Aim
Please count the lines in the rows below that contain the string "Give", with uppercase and lowercase treated as different, and reply with only the number.

(Contour labeling entries)
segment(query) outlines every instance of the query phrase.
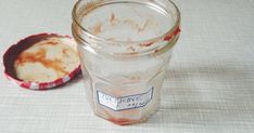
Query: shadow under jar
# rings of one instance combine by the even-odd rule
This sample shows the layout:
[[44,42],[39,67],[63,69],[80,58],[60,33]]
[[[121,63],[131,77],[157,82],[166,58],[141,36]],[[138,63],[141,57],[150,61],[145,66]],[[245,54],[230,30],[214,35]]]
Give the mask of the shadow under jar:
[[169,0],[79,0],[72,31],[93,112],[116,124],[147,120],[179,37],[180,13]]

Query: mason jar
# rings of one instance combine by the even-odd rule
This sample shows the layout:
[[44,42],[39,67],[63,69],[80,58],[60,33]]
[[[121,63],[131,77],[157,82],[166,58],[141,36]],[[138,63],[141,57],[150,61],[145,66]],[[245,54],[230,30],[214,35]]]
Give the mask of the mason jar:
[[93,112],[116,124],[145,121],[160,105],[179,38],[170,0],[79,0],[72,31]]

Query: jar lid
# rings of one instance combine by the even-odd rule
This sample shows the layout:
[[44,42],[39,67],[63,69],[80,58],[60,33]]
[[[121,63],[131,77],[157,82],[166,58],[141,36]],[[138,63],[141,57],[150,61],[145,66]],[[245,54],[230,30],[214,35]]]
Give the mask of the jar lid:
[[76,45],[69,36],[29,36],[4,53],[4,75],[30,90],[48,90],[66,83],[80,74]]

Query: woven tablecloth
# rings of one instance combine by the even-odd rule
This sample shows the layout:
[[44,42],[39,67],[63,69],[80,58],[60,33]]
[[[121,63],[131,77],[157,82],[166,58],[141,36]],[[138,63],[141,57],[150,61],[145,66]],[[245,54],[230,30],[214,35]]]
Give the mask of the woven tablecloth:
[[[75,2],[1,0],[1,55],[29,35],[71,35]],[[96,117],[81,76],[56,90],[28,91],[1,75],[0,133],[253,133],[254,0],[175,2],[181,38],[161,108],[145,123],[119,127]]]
...
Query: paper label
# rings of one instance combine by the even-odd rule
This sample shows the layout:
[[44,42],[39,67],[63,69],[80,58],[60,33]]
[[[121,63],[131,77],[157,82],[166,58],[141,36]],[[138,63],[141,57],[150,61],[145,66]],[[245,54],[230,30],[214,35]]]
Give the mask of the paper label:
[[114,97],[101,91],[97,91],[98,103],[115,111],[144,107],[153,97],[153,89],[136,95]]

Answer for the task
5